• Task goal
Render the rows from the line with "Highlight empty room." to the line with "left=611, top=243, right=640, bottom=254" as a two-column CSV with the columns request and box, one row per request. Put the request text and its answer each in one quoted field, with line breaks replaced by spaces.

Bounding-box rows:
========

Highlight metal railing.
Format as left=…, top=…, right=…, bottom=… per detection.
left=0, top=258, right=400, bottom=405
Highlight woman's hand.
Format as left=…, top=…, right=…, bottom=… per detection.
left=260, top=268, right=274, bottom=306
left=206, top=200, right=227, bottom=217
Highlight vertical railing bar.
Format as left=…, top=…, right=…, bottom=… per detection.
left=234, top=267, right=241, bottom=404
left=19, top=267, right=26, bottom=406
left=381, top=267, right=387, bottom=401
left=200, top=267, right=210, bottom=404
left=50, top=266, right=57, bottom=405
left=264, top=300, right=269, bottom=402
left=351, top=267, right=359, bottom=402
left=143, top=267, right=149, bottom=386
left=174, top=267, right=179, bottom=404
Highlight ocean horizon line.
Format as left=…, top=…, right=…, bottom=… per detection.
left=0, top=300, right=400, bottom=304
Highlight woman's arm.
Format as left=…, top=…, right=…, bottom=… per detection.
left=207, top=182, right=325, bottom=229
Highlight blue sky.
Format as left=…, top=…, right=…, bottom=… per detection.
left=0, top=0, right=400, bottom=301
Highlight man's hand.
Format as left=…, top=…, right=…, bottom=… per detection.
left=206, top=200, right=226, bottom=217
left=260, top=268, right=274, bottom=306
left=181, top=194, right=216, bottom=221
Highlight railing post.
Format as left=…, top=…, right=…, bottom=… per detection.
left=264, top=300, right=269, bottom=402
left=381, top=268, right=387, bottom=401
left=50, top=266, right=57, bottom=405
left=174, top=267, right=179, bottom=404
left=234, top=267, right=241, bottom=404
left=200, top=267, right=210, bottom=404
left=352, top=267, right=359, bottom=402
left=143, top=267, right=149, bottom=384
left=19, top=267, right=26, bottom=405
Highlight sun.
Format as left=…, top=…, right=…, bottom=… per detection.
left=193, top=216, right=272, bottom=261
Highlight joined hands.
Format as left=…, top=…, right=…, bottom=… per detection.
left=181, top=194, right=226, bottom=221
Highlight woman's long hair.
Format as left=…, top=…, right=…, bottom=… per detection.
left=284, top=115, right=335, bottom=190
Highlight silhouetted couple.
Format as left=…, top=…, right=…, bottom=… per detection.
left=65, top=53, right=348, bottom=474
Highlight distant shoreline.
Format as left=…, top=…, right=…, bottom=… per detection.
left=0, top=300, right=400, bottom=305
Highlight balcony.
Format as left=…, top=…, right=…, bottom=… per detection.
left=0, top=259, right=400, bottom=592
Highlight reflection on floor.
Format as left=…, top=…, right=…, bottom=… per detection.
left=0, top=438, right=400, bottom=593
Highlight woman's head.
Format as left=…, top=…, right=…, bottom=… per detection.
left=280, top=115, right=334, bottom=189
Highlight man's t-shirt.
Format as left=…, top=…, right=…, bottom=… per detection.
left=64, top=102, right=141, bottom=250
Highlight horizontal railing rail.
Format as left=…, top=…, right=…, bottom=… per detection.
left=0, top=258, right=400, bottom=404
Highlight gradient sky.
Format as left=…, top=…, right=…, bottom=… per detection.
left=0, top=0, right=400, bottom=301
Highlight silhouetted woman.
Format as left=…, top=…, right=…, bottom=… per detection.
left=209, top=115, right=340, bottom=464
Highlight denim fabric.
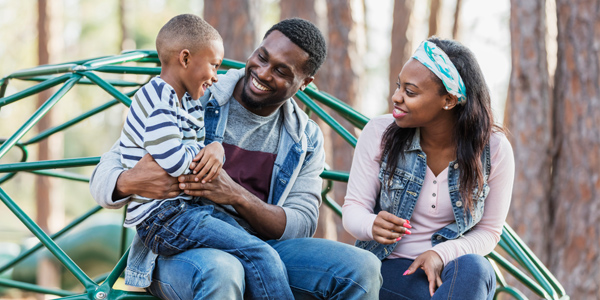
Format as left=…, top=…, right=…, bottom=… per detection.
left=356, top=129, right=491, bottom=259
left=379, top=254, right=496, bottom=300
left=137, top=200, right=293, bottom=299
left=147, top=248, right=245, bottom=300
left=149, top=238, right=382, bottom=300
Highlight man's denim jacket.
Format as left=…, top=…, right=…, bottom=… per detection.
left=120, top=69, right=325, bottom=287
left=356, top=129, right=491, bottom=259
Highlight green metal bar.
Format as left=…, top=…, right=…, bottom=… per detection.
left=494, top=286, right=527, bottom=300
left=0, top=139, right=29, bottom=184
left=296, top=92, right=357, bottom=147
left=91, top=66, right=161, bottom=75
left=488, top=251, right=553, bottom=299
left=504, top=229, right=558, bottom=299
left=0, top=74, right=81, bottom=158
left=304, top=89, right=369, bottom=129
left=31, top=170, right=90, bottom=182
left=321, top=170, right=350, bottom=182
left=81, top=72, right=131, bottom=107
left=0, top=156, right=100, bottom=173
left=22, top=75, right=141, bottom=87
left=23, top=93, right=133, bottom=145
left=0, top=74, right=73, bottom=107
left=504, top=224, right=567, bottom=297
left=0, top=187, right=96, bottom=290
left=8, top=64, right=78, bottom=78
left=0, top=206, right=102, bottom=274
left=0, top=278, right=75, bottom=296
left=83, top=51, right=149, bottom=69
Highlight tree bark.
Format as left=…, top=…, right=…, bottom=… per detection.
left=550, top=0, right=600, bottom=299
left=315, top=0, right=364, bottom=243
left=427, top=0, right=442, bottom=37
left=388, top=0, right=414, bottom=112
left=204, top=0, right=256, bottom=62
left=452, top=0, right=462, bottom=40
left=504, top=0, right=553, bottom=263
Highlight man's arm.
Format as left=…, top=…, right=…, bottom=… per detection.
left=90, top=141, right=181, bottom=209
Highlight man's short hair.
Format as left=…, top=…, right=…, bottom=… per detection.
left=263, top=18, right=327, bottom=76
left=156, top=14, right=223, bottom=64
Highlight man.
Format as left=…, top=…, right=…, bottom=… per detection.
left=90, top=19, right=381, bottom=299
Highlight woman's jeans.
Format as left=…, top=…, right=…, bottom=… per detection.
left=137, top=200, right=293, bottom=299
left=148, top=238, right=381, bottom=300
left=379, top=254, right=496, bottom=300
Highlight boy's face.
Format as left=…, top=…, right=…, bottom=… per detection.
left=234, top=30, right=313, bottom=116
left=182, top=40, right=224, bottom=100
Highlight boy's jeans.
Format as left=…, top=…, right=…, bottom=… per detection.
left=136, top=200, right=293, bottom=299
left=379, top=254, right=496, bottom=300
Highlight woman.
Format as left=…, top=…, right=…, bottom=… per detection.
left=343, top=38, right=514, bottom=299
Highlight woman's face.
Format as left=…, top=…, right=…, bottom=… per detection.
left=392, top=58, right=447, bottom=128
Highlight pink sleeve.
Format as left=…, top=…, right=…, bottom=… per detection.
left=433, top=133, right=515, bottom=265
left=342, top=115, right=393, bottom=241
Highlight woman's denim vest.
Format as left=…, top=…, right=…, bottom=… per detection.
left=356, top=130, right=491, bottom=259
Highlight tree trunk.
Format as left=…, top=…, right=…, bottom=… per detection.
left=279, top=0, right=317, bottom=24
left=387, top=0, right=414, bottom=112
left=35, top=0, right=60, bottom=299
left=204, top=0, right=256, bottom=62
left=315, top=0, right=364, bottom=243
left=504, top=0, right=553, bottom=263
left=427, top=0, right=442, bottom=37
left=550, top=0, right=600, bottom=299
left=452, top=0, right=462, bottom=40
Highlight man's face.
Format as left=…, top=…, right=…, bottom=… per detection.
left=234, top=30, right=313, bottom=116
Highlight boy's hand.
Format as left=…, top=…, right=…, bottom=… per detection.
left=190, top=142, right=225, bottom=183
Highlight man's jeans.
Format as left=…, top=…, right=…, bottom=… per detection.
left=148, top=238, right=382, bottom=300
left=379, top=254, right=496, bottom=300
left=137, top=200, right=293, bottom=299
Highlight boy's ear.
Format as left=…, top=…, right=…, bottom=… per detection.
left=178, top=49, right=190, bottom=68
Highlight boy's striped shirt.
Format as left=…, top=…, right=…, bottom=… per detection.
left=120, top=77, right=204, bottom=227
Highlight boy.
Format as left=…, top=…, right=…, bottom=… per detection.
left=120, top=14, right=292, bottom=299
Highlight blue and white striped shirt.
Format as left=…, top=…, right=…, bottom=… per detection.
left=120, top=77, right=205, bottom=227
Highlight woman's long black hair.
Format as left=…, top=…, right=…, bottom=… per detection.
left=381, top=37, right=502, bottom=210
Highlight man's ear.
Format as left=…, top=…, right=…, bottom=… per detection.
left=444, top=93, right=458, bottom=110
left=300, top=76, right=315, bottom=91
left=178, top=49, right=191, bottom=68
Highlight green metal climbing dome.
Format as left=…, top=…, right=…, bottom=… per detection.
left=0, top=51, right=569, bottom=299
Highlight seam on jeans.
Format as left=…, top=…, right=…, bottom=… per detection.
left=381, top=287, right=410, bottom=300
left=448, top=258, right=458, bottom=299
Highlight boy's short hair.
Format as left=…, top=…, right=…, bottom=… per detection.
left=263, top=18, right=327, bottom=76
left=156, top=14, right=223, bottom=64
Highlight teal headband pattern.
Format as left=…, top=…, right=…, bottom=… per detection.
left=412, top=41, right=467, bottom=105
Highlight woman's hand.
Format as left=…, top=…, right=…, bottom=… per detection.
left=372, top=211, right=412, bottom=245
left=402, top=250, right=444, bottom=297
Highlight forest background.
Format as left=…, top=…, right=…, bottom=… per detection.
left=0, top=0, right=600, bottom=299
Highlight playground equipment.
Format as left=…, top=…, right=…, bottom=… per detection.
left=0, top=51, right=569, bottom=300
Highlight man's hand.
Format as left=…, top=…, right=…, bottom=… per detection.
left=190, top=142, right=225, bottom=183
left=113, top=154, right=181, bottom=200
left=372, top=210, right=412, bottom=245
left=178, top=170, right=241, bottom=205
left=403, top=250, right=444, bottom=297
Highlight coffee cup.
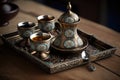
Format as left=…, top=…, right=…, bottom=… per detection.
left=37, top=15, right=55, bottom=33
left=30, top=32, right=52, bottom=60
left=17, top=22, right=36, bottom=38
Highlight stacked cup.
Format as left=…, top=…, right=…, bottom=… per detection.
left=18, top=15, right=55, bottom=60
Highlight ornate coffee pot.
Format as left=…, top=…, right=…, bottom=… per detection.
left=52, top=2, right=88, bottom=53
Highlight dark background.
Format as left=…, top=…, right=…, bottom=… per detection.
left=35, top=0, right=120, bottom=32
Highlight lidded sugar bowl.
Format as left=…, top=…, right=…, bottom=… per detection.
left=52, top=2, right=88, bottom=53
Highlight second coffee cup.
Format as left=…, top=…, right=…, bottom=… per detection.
left=37, top=15, right=55, bottom=32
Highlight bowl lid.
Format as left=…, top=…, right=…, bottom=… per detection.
left=58, top=2, right=80, bottom=23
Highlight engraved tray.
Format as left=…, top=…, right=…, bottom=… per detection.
left=1, top=30, right=116, bottom=73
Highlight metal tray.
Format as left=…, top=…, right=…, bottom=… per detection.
left=1, top=30, right=116, bottom=73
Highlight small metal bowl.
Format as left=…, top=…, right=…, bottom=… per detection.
left=51, top=38, right=88, bottom=54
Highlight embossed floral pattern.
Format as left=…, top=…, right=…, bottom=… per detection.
left=64, top=40, right=75, bottom=48
left=65, top=17, right=74, bottom=23
left=54, top=38, right=61, bottom=46
left=37, top=44, right=47, bottom=51
left=23, top=30, right=32, bottom=37
left=65, top=29, right=74, bottom=37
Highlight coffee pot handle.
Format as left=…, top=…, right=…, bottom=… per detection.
left=55, top=22, right=62, bottom=34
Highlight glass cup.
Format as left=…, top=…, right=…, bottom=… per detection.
left=30, top=32, right=52, bottom=60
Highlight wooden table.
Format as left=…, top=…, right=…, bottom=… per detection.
left=0, top=0, right=120, bottom=80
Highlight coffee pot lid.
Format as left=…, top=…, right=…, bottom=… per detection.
left=58, top=2, right=80, bottom=23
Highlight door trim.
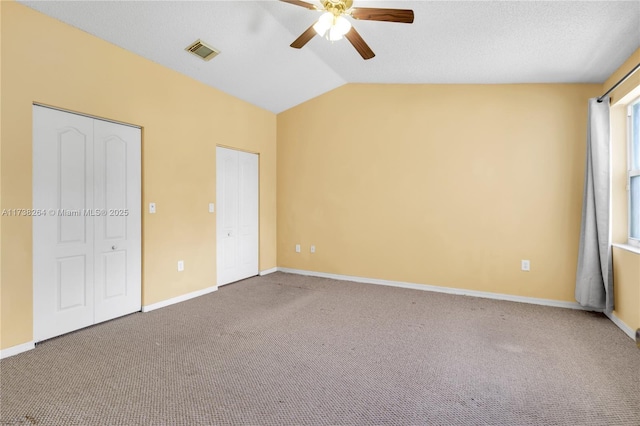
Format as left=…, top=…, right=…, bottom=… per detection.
left=33, top=102, right=142, bottom=130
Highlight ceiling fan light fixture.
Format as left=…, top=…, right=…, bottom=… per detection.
left=313, top=12, right=333, bottom=37
left=332, top=16, right=351, bottom=38
left=313, top=12, right=351, bottom=41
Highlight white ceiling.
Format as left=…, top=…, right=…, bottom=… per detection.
left=21, top=0, right=640, bottom=113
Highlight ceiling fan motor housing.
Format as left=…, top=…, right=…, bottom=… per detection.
left=322, top=0, right=353, bottom=16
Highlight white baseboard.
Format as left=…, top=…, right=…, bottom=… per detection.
left=604, top=312, right=636, bottom=340
left=142, top=286, right=218, bottom=312
left=278, top=268, right=591, bottom=311
left=260, top=268, right=278, bottom=277
left=0, top=341, right=36, bottom=359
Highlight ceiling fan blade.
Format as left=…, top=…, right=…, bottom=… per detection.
left=350, top=7, right=413, bottom=24
left=291, top=23, right=317, bottom=49
left=280, top=0, right=318, bottom=10
left=344, top=27, right=376, bottom=59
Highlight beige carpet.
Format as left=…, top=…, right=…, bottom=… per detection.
left=0, top=273, right=640, bottom=426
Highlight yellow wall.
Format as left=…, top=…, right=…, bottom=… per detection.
left=0, top=2, right=276, bottom=348
left=613, top=247, right=640, bottom=330
left=277, top=84, right=602, bottom=301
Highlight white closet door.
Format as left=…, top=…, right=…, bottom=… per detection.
left=216, top=147, right=259, bottom=285
left=33, top=107, right=94, bottom=341
left=33, top=106, right=141, bottom=341
left=94, top=120, right=142, bottom=323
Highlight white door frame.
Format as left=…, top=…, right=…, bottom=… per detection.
left=32, top=103, right=142, bottom=342
left=216, top=145, right=260, bottom=286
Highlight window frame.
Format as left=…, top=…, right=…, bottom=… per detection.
left=627, top=97, right=640, bottom=247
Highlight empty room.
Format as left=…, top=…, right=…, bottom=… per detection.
left=0, top=0, right=640, bottom=426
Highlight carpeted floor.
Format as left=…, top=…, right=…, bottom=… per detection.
left=0, top=273, right=640, bottom=426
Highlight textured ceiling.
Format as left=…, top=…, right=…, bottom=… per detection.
left=21, top=0, right=640, bottom=113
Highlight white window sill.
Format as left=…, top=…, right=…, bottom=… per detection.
left=611, top=243, right=640, bottom=254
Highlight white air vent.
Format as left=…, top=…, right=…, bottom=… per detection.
left=184, top=40, right=220, bottom=61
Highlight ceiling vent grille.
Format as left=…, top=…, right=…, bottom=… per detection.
left=184, top=40, right=220, bottom=61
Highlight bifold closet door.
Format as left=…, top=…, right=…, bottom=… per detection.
left=33, top=106, right=141, bottom=341
left=216, top=147, right=259, bottom=285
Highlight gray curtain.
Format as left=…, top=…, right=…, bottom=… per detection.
left=576, top=97, right=613, bottom=312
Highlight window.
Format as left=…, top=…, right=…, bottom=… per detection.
left=627, top=99, right=640, bottom=247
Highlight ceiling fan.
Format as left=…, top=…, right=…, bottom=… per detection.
left=280, top=0, right=413, bottom=59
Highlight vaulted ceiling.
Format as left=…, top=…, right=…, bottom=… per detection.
left=21, top=0, right=640, bottom=113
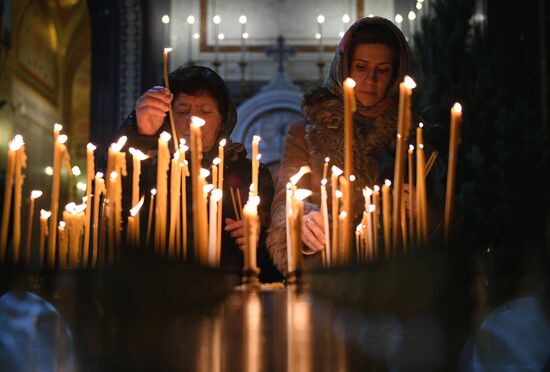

========

• Worked solution
request,box
"Highlight empty room. Format as left=…, top=…, right=…, bottom=… per detection.","left=0, top=0, right=640, bottom=426"
"Highlight carpeted floor. Format as left=…, top=…, right=…, bottom=… per detection.","left=0, top=273, right=640, bottom=426"
"Highlight textured ceiling. Format as left=…, top=…, right=…, bottom=… per detection.","left=21, top=0, right=640, bottom=113"
"Highlight white window sill. Format as left=…, top=…, right=…, bottom=… per detection.","left=611, top=243, right=640, bottom=254"